Problems to solve:
- a) Which ultimate realities (paramattha) does the Abhidhamma entry list?
- b) Print the part of the Abhidhamma entry from "Grammatical Analysis" to "(The Unconditioned Element)".

====== Passage to read

Grammatical Analysis
Abhidhamma: [m.] higher doctrine; special doctrine; ultimate philosophy. Formed by prefix abhi (special, elevated, supreme, profound) + dhamma (truth, reality). Meaning: the analytical dissection of ultimate truth.
Orthodox Definition
Abhidhamma is the third major division of the Tipiṭaka (Abhidhamma Piṭaka). Methodologically, it is defined as Paramattha-desanā (ultimate teaching). Unlike the conventional language of the Suttas, the Abhidhamma entirely strips away concepts like “beings,” “individuals,” or “persons,” reducing all experiential reality down to its absolute, irreducible momentary phenomena (dhammas).
The system classifies the universe into four ultimate realities (paramattha):
- Citta (Consciousness - 89 or 121 types)
- Cetasika (Mental Factors - 52 types)
- Rūpa (Materiality - 28 types)
- Nibbāna (The Unconditioned Element)

============
====== Data excerpts

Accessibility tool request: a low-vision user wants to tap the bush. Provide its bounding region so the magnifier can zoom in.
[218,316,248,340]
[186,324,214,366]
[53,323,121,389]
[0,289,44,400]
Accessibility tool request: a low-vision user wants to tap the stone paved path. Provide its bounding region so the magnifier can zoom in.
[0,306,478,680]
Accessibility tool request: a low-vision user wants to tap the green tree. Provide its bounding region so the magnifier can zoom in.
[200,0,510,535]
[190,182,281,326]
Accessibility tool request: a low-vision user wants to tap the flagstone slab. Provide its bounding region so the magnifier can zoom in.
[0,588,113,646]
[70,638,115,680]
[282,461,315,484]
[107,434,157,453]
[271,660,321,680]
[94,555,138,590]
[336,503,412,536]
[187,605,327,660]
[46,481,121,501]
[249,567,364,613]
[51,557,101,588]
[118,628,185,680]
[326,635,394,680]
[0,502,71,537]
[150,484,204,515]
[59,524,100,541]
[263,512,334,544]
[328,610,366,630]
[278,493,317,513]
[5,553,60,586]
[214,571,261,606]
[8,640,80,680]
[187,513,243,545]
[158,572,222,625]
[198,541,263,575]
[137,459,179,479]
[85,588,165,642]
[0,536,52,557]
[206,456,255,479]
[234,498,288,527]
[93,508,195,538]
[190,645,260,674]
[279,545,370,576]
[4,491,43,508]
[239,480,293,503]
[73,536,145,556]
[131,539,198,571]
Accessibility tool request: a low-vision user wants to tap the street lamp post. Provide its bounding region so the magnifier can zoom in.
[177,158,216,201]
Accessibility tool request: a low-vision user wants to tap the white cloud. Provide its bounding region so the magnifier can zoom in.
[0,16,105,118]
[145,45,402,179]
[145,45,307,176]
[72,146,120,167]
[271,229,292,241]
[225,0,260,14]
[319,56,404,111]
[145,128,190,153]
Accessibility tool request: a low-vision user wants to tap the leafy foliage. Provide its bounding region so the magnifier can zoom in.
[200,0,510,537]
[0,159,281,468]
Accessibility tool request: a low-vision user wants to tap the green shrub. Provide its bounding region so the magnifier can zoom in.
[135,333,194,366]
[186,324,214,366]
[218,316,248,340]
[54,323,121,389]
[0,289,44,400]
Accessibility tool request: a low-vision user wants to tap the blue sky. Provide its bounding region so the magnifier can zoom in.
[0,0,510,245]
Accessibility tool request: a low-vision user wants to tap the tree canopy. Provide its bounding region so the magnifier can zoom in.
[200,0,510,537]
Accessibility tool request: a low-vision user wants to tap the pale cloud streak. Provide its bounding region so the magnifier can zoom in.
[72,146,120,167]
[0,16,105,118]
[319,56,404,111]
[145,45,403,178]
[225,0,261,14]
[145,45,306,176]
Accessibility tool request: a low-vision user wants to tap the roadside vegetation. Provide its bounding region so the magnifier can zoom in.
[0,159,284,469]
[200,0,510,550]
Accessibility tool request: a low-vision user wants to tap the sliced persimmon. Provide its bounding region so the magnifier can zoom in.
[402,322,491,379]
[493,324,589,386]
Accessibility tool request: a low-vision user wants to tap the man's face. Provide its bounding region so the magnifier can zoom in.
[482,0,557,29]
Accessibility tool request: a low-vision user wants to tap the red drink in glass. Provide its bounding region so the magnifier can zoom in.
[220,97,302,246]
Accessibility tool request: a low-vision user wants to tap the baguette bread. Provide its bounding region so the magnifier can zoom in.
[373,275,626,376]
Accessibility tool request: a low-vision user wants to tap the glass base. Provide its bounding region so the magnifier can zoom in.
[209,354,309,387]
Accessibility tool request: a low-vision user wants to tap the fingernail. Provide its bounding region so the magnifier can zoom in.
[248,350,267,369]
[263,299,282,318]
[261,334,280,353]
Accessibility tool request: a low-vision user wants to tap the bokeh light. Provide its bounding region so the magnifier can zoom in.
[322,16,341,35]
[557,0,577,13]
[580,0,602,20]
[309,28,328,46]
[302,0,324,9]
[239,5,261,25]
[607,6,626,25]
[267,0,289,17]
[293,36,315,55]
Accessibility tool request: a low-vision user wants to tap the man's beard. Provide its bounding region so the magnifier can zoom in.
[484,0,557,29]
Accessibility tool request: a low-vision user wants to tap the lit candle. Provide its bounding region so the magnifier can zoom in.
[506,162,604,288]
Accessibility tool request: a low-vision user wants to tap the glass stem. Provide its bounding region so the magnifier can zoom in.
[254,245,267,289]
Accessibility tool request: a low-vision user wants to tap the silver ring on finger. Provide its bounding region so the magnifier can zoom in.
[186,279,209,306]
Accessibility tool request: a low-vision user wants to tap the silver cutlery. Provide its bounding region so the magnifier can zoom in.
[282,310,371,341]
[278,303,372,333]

============

Set of answers:
- a) Citta (Consciousness), Cetasika (Mental Factors), Rūpa (Materiality), and Nibbāna (The Unconditioned Element).

- b)
Grammatical Analysis
Abhidhamma: [m.] higher doctrine; special doctrine; ultimate philosophy. Formed by prefix abhi (special, elevated, supreme, profound) + dhamma (truth, reality). Meaning: the analytical dissection of ultimate truth.
Orthodox Definition
Abhidhamma is the third major division of the Tipiṭaka (Abhidhamma Piṭaka). Methodologically, it is defined as Paramattha-desanā (ultimate teaching). Unlike the conventional language of the Suttas, the Abhidhamma entirely strips away concepts like “beings,” “individuals,” or “persons,” reducing all experiential reality down to its absolute, irreducible momentary phenomena (dhammas).
The system classifies the universe into four ultimate realities (paramattha):
- Citta (Consciousness - 89 or 121 types)
- Cetasika (Mental Factors - 52 types)
- Rūpa (Materiality - 28 types)
- Nibbāna (The Unconditioned Element)